Le livre comprend sept parties. La première présente, sous la plume magistrale d’Évelyne Ritaine pour la France (et l’Union européenne) et de Christian Poirier pour le Québec, une problématisation éclairante des grands enjeux liées à l’intégration et à la diversité. Une fois de plus, l’immigration apparaît comme un miroir des crises traversant nos sociétés, au risque de son instrumentalisation. La seconde nous plonge dans les expériences de terrain et l’on sent d’emblée dans le propos des intervenants, particulièrement avec le pacte de Fraternité à Bordeaux, le souci universaliste qui porte le travail associatif en France alors que l’action québécoise porte résolument sur les personnes immigrantes. Les deux parties suivantes qui comprennent plusieurs témoignages, sont consacrées respectivement à l’intégration sociale et familiale, dont au premier chef celle des femmes, ainsi qu’à l’engagement dont font preuve des immigrants dans leurs milieux respectifs. En fait, les questions débattues ici rejoignent celles de la partie consacrée à l’éducation comme moteur d’intégration dans la mesure où les immigrantes sont de plus en plus scolarisées et où le retour aux études, comme le montre Lucille Guilbert, est souvent indissociable de leur insertion dans le pays d’accueil.

La cinquième partie a particulièrement retenu mon attention car on y voit tous les paradoxes traversant l’immigration en région rurale ainsi que la diversité des cas de figure. La question du logement y joue un rôle névralgique, que ce soit sous le mode de la mixité, du logement social, voire de la gentrification. Les lecteurs québécois découvriront sans doute avec étonnement les ressorts de l’importante immigration britannique en Aquitaine.

---

◆ CONSIGNE A
Recopiez tel quel, dans le texte de la page, le passage allant de « La cinquième partie » jusqu'à « britannique en Aquitaine. ».
◆ CONSIGNE B
D'après le texte de la page, en combien de parties le livre se divise-t-il ?

---

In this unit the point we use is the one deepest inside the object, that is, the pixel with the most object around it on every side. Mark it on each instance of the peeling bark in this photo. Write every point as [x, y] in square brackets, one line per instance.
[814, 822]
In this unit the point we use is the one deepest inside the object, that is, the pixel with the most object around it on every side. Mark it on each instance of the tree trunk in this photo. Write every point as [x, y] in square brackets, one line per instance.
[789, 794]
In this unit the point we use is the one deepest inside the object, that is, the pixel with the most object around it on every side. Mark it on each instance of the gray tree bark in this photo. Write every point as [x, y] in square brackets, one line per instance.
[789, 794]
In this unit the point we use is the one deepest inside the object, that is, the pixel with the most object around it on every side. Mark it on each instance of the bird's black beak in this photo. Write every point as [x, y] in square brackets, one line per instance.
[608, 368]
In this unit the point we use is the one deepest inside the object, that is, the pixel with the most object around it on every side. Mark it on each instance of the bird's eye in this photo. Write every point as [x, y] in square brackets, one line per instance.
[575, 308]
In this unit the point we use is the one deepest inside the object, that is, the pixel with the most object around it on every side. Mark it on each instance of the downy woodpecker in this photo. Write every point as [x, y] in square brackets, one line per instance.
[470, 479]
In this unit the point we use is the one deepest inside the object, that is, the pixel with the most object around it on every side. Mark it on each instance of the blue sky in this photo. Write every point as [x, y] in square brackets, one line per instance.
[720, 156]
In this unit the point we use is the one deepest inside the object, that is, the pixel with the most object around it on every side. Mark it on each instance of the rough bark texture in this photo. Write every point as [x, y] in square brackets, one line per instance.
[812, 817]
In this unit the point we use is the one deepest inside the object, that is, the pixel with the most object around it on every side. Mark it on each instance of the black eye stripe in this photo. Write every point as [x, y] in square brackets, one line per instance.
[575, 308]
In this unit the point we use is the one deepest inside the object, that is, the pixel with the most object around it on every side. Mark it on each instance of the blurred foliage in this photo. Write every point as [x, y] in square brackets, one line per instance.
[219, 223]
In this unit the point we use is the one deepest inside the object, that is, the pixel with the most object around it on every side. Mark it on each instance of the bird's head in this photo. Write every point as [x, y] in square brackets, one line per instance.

---

◆ RÉPONSE A
La cinquième partie a particulièrement retenu mon attention car on y voit tous les paradoxes traversant l’immigration en région rurale ainsi que la diversité des cas de figure. La question du logement y joue un rôle névralgique, que ce soit sous le mode de la mixité, du logement social, voire de la gentrification. Les lecteurs québécois découvriront sans doute avec étonnement les ressorts de l’importante immigration britannique en Aquitaine.

◆ RÉPONSE B
Le livre comprend sept parties.